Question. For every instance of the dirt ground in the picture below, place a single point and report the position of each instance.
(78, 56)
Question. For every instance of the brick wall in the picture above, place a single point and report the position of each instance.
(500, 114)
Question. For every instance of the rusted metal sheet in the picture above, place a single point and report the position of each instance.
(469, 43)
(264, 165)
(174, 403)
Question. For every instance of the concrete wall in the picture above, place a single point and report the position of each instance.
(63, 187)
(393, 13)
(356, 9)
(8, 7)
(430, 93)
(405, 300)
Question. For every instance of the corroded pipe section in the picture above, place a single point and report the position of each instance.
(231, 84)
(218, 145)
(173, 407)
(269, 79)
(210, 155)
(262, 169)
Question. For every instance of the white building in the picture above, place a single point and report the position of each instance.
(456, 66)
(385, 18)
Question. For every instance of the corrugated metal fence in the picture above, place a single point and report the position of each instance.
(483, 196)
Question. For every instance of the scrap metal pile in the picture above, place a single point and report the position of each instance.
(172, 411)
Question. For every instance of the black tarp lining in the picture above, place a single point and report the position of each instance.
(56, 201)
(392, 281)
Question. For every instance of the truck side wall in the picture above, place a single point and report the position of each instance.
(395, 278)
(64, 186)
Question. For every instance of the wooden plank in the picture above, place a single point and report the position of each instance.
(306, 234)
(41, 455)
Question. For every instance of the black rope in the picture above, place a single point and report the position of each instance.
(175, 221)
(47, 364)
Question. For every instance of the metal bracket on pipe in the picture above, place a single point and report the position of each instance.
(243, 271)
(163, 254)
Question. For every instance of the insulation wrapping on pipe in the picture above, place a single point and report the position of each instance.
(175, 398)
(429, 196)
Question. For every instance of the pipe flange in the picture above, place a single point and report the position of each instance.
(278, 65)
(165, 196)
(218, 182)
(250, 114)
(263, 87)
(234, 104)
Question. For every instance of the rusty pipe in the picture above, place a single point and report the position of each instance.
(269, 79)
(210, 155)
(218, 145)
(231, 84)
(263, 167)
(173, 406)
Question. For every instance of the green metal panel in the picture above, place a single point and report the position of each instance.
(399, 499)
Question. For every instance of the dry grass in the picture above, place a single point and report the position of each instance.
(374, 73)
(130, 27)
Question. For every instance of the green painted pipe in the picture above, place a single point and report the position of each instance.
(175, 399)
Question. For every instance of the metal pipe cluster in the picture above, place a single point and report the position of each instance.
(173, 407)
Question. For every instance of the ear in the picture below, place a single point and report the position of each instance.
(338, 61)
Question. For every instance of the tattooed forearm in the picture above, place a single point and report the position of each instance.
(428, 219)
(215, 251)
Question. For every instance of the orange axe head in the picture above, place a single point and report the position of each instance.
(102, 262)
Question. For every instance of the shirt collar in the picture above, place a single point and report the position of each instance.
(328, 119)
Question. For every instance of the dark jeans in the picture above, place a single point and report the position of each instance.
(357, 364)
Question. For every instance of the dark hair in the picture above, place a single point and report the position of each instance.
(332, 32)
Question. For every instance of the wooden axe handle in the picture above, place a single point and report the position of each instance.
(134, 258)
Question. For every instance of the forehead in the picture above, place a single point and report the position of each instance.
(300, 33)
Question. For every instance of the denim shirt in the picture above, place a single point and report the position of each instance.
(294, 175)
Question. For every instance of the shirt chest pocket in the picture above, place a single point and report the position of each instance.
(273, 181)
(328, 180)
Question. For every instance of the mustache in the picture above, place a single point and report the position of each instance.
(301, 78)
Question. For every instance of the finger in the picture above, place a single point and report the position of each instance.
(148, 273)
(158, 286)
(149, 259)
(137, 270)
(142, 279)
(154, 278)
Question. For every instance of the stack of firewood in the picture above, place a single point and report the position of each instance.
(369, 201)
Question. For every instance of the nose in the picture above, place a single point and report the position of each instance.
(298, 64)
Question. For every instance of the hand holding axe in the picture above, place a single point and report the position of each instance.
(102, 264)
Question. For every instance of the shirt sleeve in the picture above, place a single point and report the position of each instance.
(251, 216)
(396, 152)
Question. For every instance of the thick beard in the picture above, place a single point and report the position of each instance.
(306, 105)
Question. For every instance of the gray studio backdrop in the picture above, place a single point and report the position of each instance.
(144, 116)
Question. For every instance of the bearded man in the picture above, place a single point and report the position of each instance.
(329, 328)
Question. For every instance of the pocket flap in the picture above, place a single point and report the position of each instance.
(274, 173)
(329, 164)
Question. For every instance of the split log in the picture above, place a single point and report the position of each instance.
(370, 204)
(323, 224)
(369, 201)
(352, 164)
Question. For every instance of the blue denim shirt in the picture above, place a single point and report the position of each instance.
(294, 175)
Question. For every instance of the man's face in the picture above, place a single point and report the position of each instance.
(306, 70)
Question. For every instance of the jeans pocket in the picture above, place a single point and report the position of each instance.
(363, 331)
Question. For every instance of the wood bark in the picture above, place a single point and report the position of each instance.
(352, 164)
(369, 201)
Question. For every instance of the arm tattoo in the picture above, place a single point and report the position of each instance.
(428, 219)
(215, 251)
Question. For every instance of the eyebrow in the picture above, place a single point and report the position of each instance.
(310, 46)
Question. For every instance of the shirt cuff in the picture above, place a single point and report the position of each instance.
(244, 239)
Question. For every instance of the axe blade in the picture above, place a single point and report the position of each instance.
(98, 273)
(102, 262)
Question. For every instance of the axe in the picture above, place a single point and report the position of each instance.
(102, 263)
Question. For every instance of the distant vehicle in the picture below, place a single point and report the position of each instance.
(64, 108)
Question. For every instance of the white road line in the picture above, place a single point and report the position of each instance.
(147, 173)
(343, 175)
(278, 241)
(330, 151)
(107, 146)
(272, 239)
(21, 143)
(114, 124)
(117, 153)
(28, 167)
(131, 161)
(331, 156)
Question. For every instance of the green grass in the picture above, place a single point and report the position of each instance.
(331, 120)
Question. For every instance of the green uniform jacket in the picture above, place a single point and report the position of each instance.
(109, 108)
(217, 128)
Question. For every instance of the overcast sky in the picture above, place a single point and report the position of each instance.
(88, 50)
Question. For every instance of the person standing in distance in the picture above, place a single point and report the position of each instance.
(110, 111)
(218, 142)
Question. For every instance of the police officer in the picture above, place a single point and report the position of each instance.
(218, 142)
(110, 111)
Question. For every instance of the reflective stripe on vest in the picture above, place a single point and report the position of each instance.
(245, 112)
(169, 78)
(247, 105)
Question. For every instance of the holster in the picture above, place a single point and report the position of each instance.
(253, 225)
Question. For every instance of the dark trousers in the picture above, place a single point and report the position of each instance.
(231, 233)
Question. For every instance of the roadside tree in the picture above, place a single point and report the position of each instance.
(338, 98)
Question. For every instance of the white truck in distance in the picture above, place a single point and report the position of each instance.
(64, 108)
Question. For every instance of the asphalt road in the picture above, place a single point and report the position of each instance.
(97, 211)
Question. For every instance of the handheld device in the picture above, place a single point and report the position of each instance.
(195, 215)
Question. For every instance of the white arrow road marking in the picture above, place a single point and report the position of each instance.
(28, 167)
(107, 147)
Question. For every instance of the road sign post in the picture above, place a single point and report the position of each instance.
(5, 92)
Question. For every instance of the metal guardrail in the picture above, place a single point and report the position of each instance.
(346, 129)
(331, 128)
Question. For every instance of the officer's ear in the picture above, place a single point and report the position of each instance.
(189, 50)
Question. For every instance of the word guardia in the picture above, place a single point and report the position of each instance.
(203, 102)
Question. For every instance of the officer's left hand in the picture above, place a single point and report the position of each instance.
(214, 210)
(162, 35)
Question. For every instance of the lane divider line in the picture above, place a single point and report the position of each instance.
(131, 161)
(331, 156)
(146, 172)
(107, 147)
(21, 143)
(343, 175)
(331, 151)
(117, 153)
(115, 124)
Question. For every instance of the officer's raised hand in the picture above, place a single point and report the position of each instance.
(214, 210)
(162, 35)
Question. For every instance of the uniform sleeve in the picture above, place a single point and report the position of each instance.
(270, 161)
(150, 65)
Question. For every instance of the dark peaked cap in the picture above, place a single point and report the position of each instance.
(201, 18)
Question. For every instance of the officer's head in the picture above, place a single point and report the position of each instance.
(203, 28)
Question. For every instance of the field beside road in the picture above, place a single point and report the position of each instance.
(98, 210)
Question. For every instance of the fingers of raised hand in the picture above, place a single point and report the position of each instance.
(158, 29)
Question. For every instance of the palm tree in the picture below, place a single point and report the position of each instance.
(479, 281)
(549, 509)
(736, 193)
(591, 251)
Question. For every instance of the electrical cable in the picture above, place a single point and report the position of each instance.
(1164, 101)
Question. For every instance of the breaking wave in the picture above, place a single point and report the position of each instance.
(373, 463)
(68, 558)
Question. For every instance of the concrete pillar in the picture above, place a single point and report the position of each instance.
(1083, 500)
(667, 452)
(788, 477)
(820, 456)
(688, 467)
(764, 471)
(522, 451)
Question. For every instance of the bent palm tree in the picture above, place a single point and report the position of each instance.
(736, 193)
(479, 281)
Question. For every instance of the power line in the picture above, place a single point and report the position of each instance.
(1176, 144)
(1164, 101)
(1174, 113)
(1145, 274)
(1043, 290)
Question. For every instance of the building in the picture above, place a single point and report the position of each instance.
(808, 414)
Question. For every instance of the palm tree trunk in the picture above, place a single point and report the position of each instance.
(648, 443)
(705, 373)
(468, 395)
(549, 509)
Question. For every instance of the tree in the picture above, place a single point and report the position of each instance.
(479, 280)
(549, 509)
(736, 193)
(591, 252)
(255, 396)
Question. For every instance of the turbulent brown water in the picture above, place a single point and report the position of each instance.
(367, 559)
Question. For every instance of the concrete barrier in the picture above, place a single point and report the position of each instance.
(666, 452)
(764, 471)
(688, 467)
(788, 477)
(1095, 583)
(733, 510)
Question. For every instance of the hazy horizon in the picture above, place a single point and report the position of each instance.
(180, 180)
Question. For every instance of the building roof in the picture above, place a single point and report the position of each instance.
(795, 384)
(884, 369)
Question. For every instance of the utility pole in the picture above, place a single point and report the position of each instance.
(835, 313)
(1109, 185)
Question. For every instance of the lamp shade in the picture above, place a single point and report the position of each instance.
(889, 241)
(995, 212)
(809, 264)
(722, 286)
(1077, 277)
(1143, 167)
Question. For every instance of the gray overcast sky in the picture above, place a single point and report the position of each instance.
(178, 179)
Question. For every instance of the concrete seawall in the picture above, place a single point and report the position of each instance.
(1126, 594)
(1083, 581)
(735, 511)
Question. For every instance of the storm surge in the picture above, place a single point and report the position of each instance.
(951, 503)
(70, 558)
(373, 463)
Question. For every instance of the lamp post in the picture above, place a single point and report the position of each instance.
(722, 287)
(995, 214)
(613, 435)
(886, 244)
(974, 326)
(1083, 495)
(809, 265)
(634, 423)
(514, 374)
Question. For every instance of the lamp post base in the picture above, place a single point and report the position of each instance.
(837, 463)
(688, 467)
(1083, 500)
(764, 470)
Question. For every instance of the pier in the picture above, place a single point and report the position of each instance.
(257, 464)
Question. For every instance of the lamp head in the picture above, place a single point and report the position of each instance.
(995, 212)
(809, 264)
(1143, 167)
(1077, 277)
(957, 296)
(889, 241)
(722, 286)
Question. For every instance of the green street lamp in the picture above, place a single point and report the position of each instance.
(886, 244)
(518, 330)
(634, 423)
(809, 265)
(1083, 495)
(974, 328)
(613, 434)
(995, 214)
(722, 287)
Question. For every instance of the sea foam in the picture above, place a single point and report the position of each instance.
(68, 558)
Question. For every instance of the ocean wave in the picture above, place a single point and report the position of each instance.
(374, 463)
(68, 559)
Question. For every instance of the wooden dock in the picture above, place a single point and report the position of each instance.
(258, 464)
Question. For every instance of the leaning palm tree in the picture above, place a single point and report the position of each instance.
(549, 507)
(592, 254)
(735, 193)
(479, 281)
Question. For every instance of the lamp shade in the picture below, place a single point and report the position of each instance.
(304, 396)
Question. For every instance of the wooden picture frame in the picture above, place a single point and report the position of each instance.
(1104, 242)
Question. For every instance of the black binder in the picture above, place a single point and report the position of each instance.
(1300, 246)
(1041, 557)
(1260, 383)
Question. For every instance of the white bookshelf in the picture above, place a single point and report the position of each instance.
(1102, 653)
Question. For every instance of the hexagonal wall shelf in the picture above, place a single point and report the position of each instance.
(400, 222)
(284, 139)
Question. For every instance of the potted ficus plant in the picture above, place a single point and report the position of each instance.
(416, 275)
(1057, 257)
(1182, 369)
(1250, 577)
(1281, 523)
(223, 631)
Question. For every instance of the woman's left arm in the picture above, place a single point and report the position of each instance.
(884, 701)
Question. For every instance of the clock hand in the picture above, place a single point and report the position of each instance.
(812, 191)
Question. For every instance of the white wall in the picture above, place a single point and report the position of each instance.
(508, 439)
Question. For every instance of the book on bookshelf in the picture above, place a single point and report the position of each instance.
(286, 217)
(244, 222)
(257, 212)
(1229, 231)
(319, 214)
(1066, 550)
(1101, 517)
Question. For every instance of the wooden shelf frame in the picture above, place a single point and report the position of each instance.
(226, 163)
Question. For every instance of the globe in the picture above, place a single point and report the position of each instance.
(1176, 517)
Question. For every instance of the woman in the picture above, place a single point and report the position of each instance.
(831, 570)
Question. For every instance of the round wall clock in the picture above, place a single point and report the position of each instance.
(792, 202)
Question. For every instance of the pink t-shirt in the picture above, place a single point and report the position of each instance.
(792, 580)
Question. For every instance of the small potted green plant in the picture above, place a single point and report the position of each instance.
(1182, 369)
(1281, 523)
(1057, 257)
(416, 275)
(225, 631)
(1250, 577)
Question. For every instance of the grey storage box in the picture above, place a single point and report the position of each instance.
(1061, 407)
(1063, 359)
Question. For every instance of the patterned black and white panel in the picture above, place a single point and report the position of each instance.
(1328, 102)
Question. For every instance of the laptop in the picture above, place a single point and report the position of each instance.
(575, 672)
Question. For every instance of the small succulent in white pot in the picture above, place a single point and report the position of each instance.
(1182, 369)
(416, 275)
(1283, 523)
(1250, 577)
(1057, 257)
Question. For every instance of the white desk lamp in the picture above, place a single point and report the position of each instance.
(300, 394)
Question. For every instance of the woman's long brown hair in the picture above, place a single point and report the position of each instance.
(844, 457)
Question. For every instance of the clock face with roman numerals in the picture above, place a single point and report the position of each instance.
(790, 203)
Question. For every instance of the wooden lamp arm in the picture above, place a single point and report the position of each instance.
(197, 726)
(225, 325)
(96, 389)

☆ ☆ ☆ ☆

**AIM**
Write out the lines above from the one containing "Question. For every instance of the white desk" through the last, exactly as they are.

**RESULT FOR THIS EXERCISE**
Question. For every instance of the white desk lamp in the picture above, place a single point and report the position of each instance.
(300, 394)
Question. For every instance of the woman's long brown hair in the picture above, place a single point and report the position of each instance.
(844, 457)
Question. For every instance of the clock face with roman numerals in the picture above, place a single point and report the position of each instance.
(790, 203)
Question. For every instance of the wooden lamp arm in the picture above, place a single point and report the position of each instance.
(197, 726)
(225, 325)
(96, 389)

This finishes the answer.